OBJETIVO – Transcreva sem alterações o trecho do texto sobre a política económica do governo que vai de "Basta olhar para" a "euros em dívidas.".

DOCUMENTO –
# # # #

É o crescimento tolerado do desemprego que surge como a variável decisiva para percebermos a actual situação e os efeitos que o governo espera alcançar com sua política pró-cíclica. De facto, o aumento do desemprego, aliado ao congelamento dos salários da função pública justificado pela necessidade de conter a despesa corrente, contribui poderosamente para que os salários reais cresçam abaixo do incremento previsto da produtividade, fazendo com que a recuperação da rentabilidade das empresas se faça à custa da compressão dos custos salariais e através do aumento esperado da sua competitividade externa. Não é pois de estranhar que o governo deposite todas as esperanças numa recuperação económica tirada pelas exportações, pois sabe que as opções por si seguidas minam o crescimento do mercado interno. A lógica de uma política económica obcecada pelo défice encontra-se aqui. No fundo, trata-se de fazer com que o ajustamento recessivo se faça por via da contracção dos custos salariais, destinada a manter-se nos próximos anos. A manutenção de uma taxa de desemprego elevada instrumental para alcançar tal propósito.
Basta olhar para o crescimento das receitas fiscais para se concluir que não há o mínimo de ambição a este respeito: em 2004 o Estado espera encaixar mais 3,5% em impostos, exactamente o mesmo valor que o crescimento nominal da economia. Ou seja, não haverá quaisquer ganhos de eficiência fiscal resultantes de um aumento da base tributária. Não há prova mais eloquente do que esta: os impostos aumentam pelo simples efeito indutor do crescimento económico, numa altura em que estão por cobrar 13 mil milhões de euros em dívidas.

# # # #

DADOS REGISTADOS –
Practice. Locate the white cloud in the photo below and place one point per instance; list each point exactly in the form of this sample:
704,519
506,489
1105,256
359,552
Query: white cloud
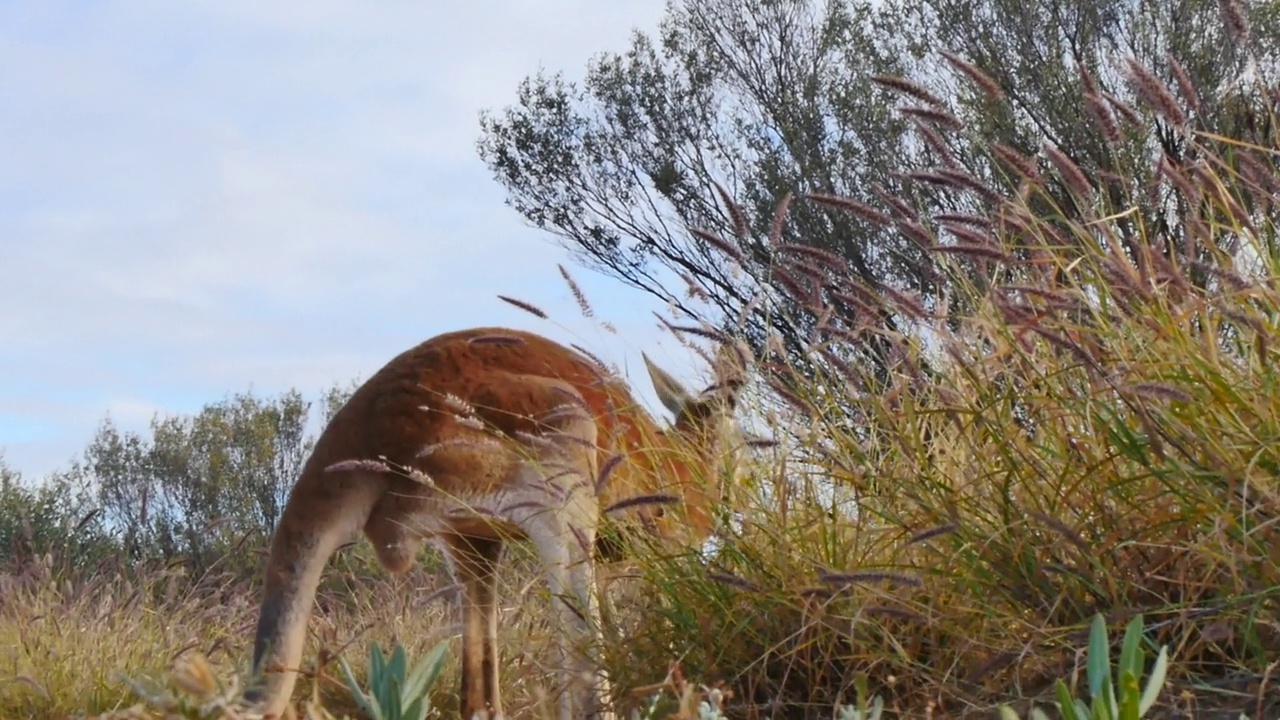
202,197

# # # #

RESOLUÇÃO DA TAREFA –
Basta olhar para o crescimento das receitas fiscais para se concluir que não há o mínimo de ambição a este respeito: em 2004 o Estado espera encaixar mais 3,5% em impostos, exactamente o mesmo valor que o crescimento nominal da economia. Ou seja, não haverá quaisquer ganhos de eficiência fiscal resultantes de um aumento da base tributária. Não há prova mais eloquente do que esta: os impostos aumentam pelo simples efeito indutor do crescimento económico, numa altura em que estão por cobrar 13 mil milhões de euros em dívidas.